(Coordinate annotation entries)
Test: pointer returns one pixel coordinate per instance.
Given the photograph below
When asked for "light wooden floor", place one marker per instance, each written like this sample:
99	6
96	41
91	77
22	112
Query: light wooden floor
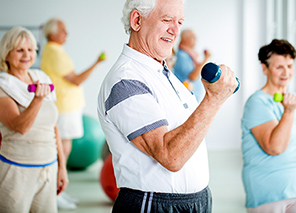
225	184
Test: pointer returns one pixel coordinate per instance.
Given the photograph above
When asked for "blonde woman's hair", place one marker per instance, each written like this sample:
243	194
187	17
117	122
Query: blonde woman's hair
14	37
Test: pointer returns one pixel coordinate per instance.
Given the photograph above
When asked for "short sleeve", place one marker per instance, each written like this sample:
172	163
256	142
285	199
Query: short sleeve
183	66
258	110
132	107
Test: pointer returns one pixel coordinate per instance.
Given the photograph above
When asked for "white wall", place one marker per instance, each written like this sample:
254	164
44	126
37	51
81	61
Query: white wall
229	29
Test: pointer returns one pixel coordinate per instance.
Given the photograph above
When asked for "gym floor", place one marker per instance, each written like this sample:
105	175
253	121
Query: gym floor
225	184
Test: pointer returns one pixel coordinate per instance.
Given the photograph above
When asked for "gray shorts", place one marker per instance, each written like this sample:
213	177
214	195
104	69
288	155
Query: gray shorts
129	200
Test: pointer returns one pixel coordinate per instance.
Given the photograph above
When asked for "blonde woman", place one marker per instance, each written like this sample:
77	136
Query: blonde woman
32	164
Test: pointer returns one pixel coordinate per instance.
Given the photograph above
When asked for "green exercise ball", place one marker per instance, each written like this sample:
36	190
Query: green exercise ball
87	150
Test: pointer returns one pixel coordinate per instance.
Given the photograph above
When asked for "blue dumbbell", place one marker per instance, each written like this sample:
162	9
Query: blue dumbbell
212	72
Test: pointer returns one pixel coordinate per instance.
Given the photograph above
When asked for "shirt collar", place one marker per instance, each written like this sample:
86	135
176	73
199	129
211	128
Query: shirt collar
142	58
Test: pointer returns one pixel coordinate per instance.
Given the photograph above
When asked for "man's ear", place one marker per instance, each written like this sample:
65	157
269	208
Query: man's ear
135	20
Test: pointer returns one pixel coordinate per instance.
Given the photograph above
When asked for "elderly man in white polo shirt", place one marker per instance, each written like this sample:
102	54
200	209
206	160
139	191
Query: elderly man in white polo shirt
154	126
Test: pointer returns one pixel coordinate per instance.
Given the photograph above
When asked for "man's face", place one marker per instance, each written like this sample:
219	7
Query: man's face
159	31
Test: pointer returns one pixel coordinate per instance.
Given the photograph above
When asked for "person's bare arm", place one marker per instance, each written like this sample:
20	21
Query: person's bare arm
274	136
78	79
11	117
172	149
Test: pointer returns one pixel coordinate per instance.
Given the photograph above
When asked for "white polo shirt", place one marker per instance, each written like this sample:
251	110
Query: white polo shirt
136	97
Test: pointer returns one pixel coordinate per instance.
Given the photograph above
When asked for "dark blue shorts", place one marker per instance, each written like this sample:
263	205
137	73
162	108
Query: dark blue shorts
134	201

Aim –
Locate every line in the material above that contains the string "exercise" and copy each one. Matches must have the same case.

Problem solution –
When asked for "green exercise ball", place one marker per instance, each written like this sample:
Query: green exercise ball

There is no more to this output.